### INSTRUCTIONS TO FOLLOW
Can you put the listing below into a Markdown table with the columns "Row" and "Line", numbering each line in order and leaving out any blank lines?

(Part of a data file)
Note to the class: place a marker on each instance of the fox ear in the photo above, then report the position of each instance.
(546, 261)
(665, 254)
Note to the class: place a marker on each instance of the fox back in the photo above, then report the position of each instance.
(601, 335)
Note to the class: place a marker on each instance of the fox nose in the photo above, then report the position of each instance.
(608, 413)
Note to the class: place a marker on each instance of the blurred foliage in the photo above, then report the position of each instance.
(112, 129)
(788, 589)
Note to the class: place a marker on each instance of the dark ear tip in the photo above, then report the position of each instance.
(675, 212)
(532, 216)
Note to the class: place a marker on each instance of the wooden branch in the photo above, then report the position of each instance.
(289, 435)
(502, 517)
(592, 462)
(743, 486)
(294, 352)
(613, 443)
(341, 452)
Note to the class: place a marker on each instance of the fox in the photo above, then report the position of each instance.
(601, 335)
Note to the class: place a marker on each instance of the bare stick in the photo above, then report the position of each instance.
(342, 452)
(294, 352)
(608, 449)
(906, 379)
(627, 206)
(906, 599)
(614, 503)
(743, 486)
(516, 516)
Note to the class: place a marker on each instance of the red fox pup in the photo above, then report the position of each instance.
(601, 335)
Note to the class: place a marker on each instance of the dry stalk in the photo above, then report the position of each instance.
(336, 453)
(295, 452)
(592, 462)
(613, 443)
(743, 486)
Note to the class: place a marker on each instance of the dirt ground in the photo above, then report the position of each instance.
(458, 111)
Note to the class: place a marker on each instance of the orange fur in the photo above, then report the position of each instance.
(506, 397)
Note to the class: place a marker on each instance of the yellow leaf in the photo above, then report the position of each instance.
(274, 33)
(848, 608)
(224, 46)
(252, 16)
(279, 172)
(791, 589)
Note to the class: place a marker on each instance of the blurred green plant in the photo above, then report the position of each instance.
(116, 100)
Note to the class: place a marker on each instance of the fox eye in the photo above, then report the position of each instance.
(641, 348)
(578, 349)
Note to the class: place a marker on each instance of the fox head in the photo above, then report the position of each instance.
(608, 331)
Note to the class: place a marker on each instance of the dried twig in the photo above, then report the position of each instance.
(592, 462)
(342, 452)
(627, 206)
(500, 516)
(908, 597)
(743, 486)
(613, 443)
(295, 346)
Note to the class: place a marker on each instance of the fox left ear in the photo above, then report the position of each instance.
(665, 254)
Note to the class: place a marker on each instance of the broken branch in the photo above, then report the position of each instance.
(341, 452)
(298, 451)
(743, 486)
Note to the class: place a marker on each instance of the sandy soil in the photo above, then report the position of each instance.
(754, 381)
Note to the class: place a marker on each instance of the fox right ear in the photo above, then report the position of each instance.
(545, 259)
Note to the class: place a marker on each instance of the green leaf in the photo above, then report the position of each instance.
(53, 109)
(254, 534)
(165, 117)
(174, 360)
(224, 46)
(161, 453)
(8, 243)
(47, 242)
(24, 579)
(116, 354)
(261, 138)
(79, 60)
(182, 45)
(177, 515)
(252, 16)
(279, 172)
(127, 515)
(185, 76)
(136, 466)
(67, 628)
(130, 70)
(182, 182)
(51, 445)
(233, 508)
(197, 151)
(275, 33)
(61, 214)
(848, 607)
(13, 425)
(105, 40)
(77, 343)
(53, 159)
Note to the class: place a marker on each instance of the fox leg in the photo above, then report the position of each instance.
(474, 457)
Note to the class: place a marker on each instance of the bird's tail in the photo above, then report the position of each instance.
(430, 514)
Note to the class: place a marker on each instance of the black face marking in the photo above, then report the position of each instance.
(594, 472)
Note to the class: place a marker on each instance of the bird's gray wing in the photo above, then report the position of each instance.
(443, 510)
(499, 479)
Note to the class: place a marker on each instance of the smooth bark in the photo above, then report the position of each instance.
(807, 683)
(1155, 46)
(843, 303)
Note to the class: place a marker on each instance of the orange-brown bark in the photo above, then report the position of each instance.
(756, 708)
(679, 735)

### PROBLEM SOLUTION
| Row | Line |
|---|---|
| 1 | Note to the class: place a marker on each instance of the fox ear in the photo above, then report the position of each instance. |
| 2 | (546, 261) |
| 3 | (665, 254) |
| 4 | Note to the class: place a marker on each instance of the fox back in the photo above, then report the position of each instance. |
| 5 | (601, 335) |
| 6 | Note to the class: place a marker on each instance of the fox nose in the photo above, then report the position of each instance. |
| 7 | (608, 413) |
| 8 | Note to the class: place a marker on each instance of the blurred foliage in the photo above, then report the position of each instance. |
| 9 | (112, 129) |
| 10 | (788, 589) |
| 11 | Note to the class: place a marker on each instance of the dark ear tip in the photo above, then report the position of each instance. |
| 12 | (675, 212) |
| 13 | (532, 216) |
| 14 | Note to the class: place a marker on each instance of the wooden branch in the photo above, then report the position of each instance. |
| 15 | (289, 435) |
| 16 | (502, 517) |
| 17 | (592, 462) |
| 18 | (743, 486) |
| 19 | (294, 352) |
| 20 | (613, 443) |
| 21 | (341, 452) |
| 22 | Note to the class: place a marker on each instance of the fox in the photo above, then report the position of each instance. |
| 23 | (601, 335) |
| 24 | Note to the class: place a marker on each instance of the bare stick in the photo above, then report the position of each instance. |
| 25 | (342, 452) |
| 26 | (294, 352) |
| 27 | (608, 449) |
| 28 | (906, 379) |
| 29 | (627, 206) |
| 30 | (906, 599) |
| 31 | (614, 503) |
| 32 | (743, 486) |
| 33 | (516, 516) |
| 34 | Note to the class: place a marker on each instance of the red fox pup in the photo above, then report the position of each instance. |
| 35 | (601, 335) |
| 36 | Note to the class: place a marker on each instance of the dry stalk in the photo above, then report the position of each instance. |
| 37 | (336, 453) |
| 38 | (295, 452) |
| 39 | (592, 462) |
| 40 | (613, 443) |
| 41 | (743, 486) |
| 42 | Note to the class: place a marker on each instance of the dirt ground in the photo above, then report the position of each instance. |
| 43 | (458, 111) |
| 44 | Note to the class: place a marker on each instance of the orange fur in the photo above, then report the position of each instance. |
| 45 | (506, 397) |
| 46 | Note to the class: place a marker on each instance of the yellow leaf in the photo above, then report the position of each instance. |
| 47 | (274, 33) |
| 48 | (848, 608) |
| 49 | (224, 46) |
| 50 | (252, 16) |
| 51 | (279, 172) |
| 52 | (791, 589) |
| 53 | Note to the class: place a marker on each instance of the blurred green plant in the photo above, then report the position of each instance. |
| 54 | (116, 100) |
| 55 | Note to the class: place a marker on each instance of the fox eye in the photo above, then report the position of each instance. |
| 56 | (641, 348) |
| 57 | (578, 349) |
| 58 | Note to the class: place a marker on each instance of the fox head in the photo above, then report the position of each instance. |
| 59 | (608, 331) |
| 60 | Note to the class: place a marker on each instance of the dried twig in the photo above, then report the position of each instance. |
| 61 | (592, 462) |
| 62 | (342, 452) |
| 63 | (627, 206) |
| 64 | (500, 516) |
| 65 | (908, 597) |
| 66 | (743, 486) |
| 67 | (613, 443) |
| 68 | (295, 346) |
| 69 | Note to the class: place a marker on each instance of the fox left ear in the photo above, then report the position of each instance. |
| 70 | (665, 254) |
| 71 | Note to the class: place a marker on each instance of the broken branch in the photo above, then report the position of each instance. |
| 72 | (341, 452) |
| 73 | (298, 451) |
| 74 | (743, 486) |
| 75 | Note to the class: place a marker on each instance of the sandy soil in the photo above, then report the position of each instance. |
| 76 | (754, 381) |
| 77 | Note to the class: place a marker on each instance of the fox right ear in the photo above, then report the position of each instance. |
| 78 | (545, 259) |
| 79 | Note to the class: place a marker on each instance of the green leaf in the photo above, then report the position of each instance. |
| 80 | (53, 109) |
| 81 | (254, 534) |
| 82 | (165, 117) |
| 83 | (174, 360) |
| 84 | (224, 46) |
| 85 | (161, 453) |
| 86 | (8, 243) |
| 87 | (47, 242) |
| 88 | (24, 579) |
| 89 | (116, 354) |
| 90 | (261, 138) |
| 91 | (79, 60) |
| 92 | (182, 45) |
| 93 | (177, 515) |
| 94 | (252, 16) |
| 95 | (279, 172) |
| 96 | (127, 515) |
| 97 | (185, 76) |
| 98 | (136, 466) |
| 99 | (67, 628) |
| 100 | (130, 70) |
| 101 | (182, 182) |
| 102 | (51, 445) |
| 103 | (233, 508) |
| 104 | (197, 151) |
| 105 | (275, 33) |
| 106 | (61, 214) |
| 107 | (848, 607) |
| 108 | (13, 425) |
| 109 | (105, 40) |
| 110 | (77, 343) |
| 111 | (53, 159) |
| 112 | Note to the class: place a marker on each instance of the fox leg in the photo above, then report the position of each instance. |
| 113 | (474, 457) |
| 114 | Note to the class: place a marker on each instance of the bird's tail in the photo above, then report the position of each instance. |
| 115 | (430, 514) |
| 116 | Note to the class: place a marker on each instance of the black face marking in the photo above, then report the position of each instance. |
| 117 | (594, 472) |
| 118 | Note to the class: place a marker on each instance of the bird's gray wing in the photo above, then report the position of each instance. |
| 119 | (443, 510) |
| 120 | (499, 479) |
| 121 | Note to the class: place a marker on each instance of the smooth bark in the photo above, then report the position of each instance. |
| 122 | (807, 683) |
| 123 | (1155, 46) |
| 124 | (843, 303) |
| 125 | Note to the class: place a marker on each instance of the orange-brown bark in the photo above, then report the position of each instance. |
| 126 | (756, 708) |
| 127 | (679, 735) |